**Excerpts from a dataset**
+--
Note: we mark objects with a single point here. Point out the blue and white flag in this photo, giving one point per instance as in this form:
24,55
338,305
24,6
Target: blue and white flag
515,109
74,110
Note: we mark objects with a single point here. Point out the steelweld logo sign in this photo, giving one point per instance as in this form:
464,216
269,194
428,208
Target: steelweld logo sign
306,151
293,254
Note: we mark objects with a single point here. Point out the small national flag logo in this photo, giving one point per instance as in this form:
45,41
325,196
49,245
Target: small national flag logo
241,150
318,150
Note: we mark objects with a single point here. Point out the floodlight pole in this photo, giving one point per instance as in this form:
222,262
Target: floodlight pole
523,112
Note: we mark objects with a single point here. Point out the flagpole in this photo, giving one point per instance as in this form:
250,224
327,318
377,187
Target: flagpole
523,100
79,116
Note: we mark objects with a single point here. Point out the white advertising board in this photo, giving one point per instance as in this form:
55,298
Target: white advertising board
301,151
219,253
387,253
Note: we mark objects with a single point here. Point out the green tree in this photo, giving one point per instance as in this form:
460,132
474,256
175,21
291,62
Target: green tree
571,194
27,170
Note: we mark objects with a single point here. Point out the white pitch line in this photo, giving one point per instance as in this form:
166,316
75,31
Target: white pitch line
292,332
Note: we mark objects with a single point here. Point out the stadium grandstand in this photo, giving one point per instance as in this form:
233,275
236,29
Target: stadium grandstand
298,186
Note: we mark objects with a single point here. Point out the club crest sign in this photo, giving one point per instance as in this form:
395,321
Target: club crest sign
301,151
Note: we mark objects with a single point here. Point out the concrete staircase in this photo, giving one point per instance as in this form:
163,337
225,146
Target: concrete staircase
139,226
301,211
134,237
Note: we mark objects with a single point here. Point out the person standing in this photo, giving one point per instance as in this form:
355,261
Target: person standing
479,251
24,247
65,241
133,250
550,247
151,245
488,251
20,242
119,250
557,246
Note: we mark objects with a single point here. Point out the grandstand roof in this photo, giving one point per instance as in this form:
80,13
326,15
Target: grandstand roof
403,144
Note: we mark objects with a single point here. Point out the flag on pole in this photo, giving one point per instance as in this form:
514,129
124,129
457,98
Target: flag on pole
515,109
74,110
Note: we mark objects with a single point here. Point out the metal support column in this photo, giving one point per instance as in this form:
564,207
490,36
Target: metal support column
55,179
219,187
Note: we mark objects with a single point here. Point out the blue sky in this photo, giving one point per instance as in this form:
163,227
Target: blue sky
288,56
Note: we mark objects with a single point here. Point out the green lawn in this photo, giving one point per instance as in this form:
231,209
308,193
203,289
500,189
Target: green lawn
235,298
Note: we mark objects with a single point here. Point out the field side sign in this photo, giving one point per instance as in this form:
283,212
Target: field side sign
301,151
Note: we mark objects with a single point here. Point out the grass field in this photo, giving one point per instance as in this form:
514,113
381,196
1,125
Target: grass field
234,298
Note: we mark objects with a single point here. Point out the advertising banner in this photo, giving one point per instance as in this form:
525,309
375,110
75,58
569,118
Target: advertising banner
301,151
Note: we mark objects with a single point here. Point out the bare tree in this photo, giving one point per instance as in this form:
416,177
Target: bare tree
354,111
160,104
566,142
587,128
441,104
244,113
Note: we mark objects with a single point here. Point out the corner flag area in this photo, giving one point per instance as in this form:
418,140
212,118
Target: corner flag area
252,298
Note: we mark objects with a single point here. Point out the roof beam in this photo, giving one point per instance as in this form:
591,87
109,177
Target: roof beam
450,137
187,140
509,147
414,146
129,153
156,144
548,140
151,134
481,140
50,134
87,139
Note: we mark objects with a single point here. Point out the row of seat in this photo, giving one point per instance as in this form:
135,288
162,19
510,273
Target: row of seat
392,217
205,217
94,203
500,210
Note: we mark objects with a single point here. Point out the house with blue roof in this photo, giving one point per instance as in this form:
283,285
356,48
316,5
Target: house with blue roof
+--
**What is being asked**
Lines containing the word "house": copy every one of them from the records above.

**Answer section**
Note: we mark objects with a single point here. Point out the house with blue roof in this photo, giving one point per instance as in this form:
Target: house with blue roof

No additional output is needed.